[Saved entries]
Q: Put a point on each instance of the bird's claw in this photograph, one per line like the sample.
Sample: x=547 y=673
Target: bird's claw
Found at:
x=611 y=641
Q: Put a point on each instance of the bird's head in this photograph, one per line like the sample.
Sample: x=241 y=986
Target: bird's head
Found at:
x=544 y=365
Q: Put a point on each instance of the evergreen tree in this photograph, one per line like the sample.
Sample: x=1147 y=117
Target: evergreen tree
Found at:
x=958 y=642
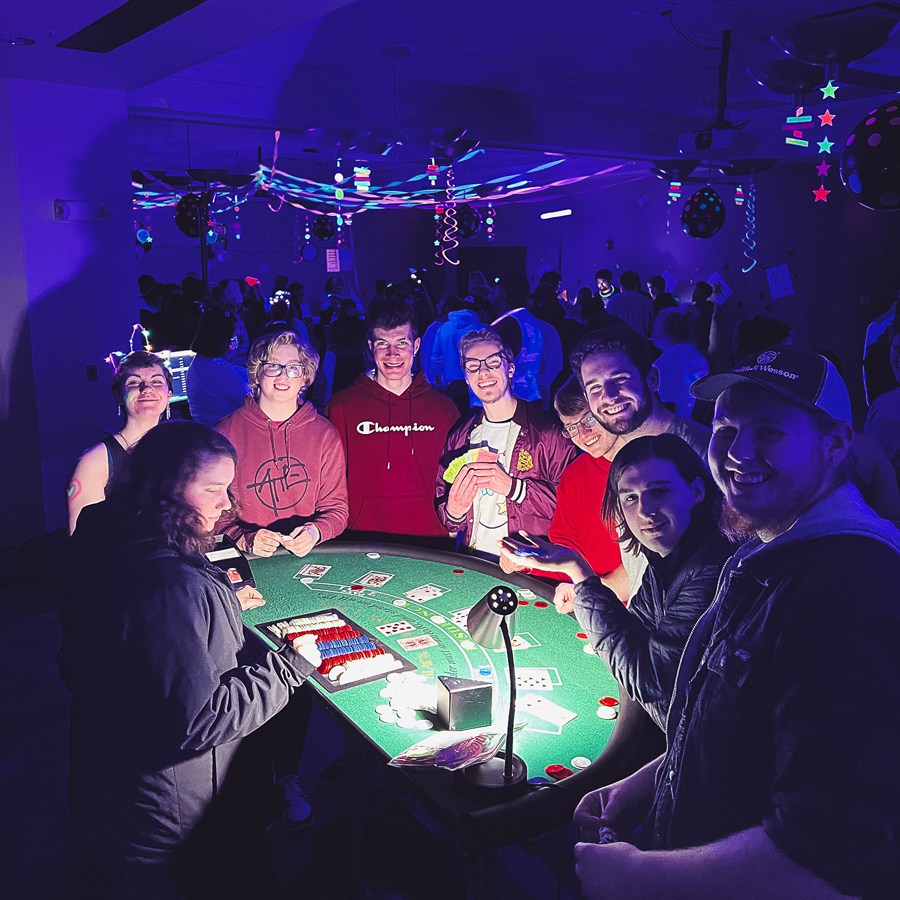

- _What this task involves_
Please copy, exactly as written, the lines from the one that contains "Sample: x=241 y=986" through the end of the records, both ends included. Do not include the pictures.

- _Exercise output_
Sample: x=241 y=986
Target: bird's head
Found at:
x=544 y=365
Q: Put a point on each instance of the evergreen tree in this photograph, one per line like the sample.
Sample: x=1147 y=117
Target: evergreen tree
Found at:
x=958 y=642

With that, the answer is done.